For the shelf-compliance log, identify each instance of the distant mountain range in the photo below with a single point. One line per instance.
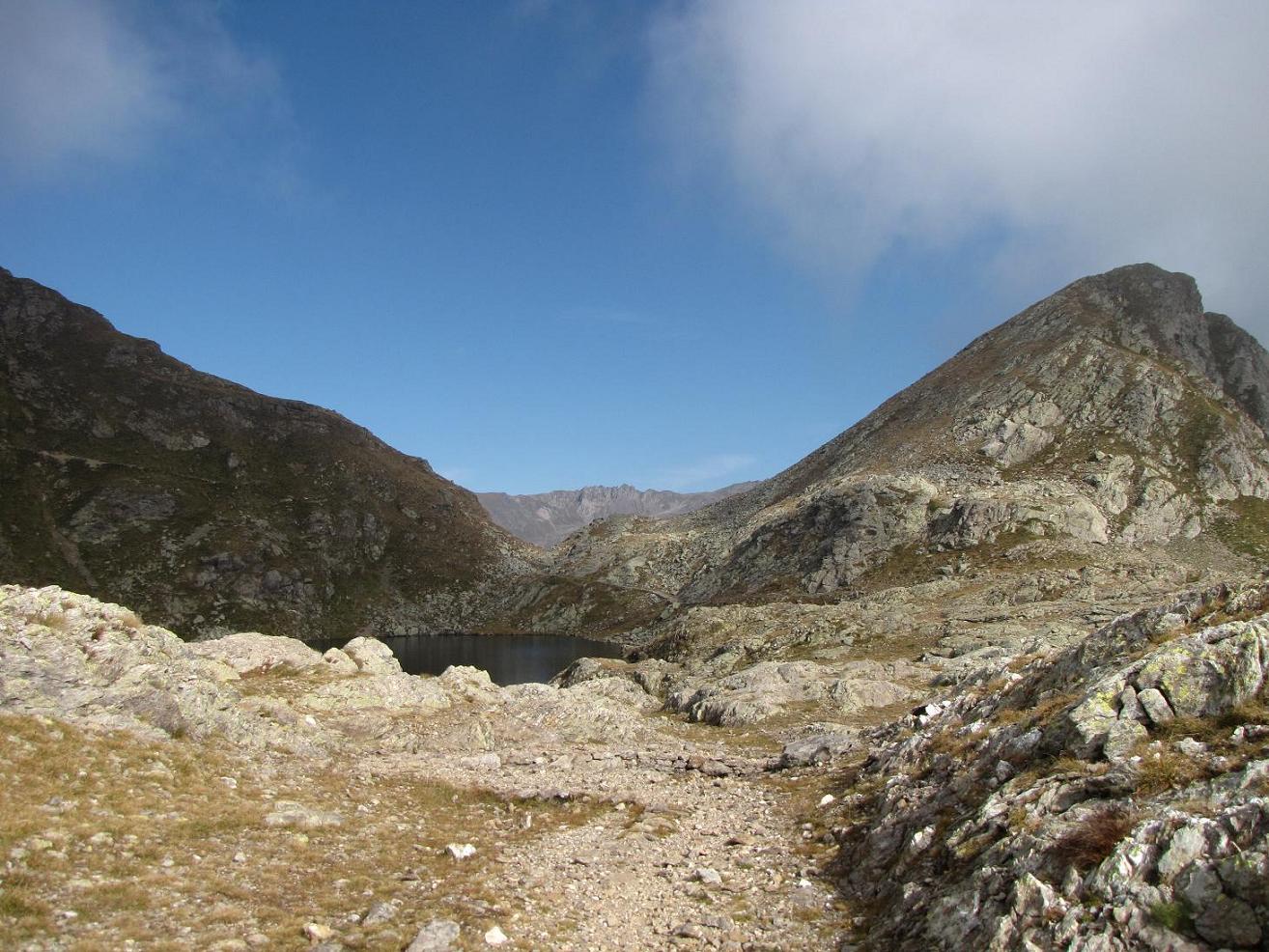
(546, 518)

--

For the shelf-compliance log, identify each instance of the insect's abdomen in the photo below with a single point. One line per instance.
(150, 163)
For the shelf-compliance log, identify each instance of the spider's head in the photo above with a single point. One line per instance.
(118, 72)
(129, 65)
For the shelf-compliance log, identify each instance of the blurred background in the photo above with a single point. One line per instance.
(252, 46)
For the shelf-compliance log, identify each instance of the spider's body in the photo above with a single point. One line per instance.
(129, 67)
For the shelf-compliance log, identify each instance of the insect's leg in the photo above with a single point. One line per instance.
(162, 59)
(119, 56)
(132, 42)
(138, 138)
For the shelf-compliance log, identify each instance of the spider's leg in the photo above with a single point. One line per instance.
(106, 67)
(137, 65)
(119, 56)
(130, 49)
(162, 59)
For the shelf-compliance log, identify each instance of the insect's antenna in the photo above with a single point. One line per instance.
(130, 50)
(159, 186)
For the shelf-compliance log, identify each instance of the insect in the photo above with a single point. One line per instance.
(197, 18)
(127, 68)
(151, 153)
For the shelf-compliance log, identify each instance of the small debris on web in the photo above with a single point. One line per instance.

## DESCRIPTION OF THE TASK
Could you set down, word for word, only the lines above from the line with "the insect in" to the line with "of the small", including both?

## TASK RESULT
For the shelf-compliance log, identify each instance of the insect in the photo above with a single point. One line per instance.
(197, 18)
(127, 68)
(151, 153)
For the shelf-compliance log, identify each instance of the small debris on web in the photo above with a single point. One line per instance.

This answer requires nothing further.